» **Extrait**
Imaginons Notre Maître assis sur une barque proche du rivage. Au bord de la mer est assemblée une foule attentive, admirative, buvant des paroles inaltérables, sources de vie. « Le royaume des cieux est semblable à un homme qui avait semé du bon grain dans son champ. » (Matthieu, XIII, 24) Au grand jour, un semeur sema dans son champ comme font tous les paysans. Mais dans la nuit, le champ délaissé, « son ennemi vint et sema de l’ivraie au milieu du froment, et s’en alla. » (Matthieu, XIII, 25)

Rappelons que l’ivraie est réputée nocive, donnant surtout des nausées et des vertiges. Au début, lorsqu’elle pousse, elle est assez semblable au blé en herbe puis deviennent reconnaissable une fois la pousse avancée. Ainsi « les serviteurs du père de famille s’approchant, lui demandèrent : Seigneur, n’avez-vous pas semé du bon grain dans votre champ ? D’où vient donc qu’il y a de l’ivraie ? » (Matthieu, XIII, 27)

» **Tâches à réaliser**
A. Reprenez le passage de l'extrait qui va de « Rappelons que l’ivraie » à « (Matthieu, XIII, 27) » en changeant « nausées » en « migraines ».
B. D'après l'extrait, quels troubles l'ivraie provoque-t-elle surtout ?

» **Enregistrements**
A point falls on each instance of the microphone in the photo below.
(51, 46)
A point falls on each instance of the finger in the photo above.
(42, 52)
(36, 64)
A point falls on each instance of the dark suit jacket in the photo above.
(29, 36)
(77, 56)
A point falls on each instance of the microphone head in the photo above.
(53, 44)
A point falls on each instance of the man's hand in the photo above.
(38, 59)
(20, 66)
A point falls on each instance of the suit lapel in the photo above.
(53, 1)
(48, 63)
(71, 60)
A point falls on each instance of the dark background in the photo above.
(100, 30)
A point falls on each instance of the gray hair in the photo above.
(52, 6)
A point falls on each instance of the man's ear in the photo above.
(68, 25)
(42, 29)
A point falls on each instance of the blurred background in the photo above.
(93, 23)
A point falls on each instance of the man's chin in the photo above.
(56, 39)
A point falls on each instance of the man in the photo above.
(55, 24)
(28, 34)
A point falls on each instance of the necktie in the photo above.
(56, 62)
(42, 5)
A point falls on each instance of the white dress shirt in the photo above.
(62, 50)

» **Résultats**
A.
Rappelons que l’ivraie est réputée nocive, donnant surtout des migraines et des vertiges. Au début, lorsqu’elle pousse, elle est assez semblable au blé en herbe puis deviennent reconnaissable une fois la pousse avancée. Ainsi « les serviteurs du père de famille s’approchant, lui demandèrent : Seigneur, n’avez-vous pas semé du bon grain dans votre champ ? D’où vient donc qu’il y a de l’ivraie ? » (Matthieu, XIII, 27)

B. Des nausées et des vertiges.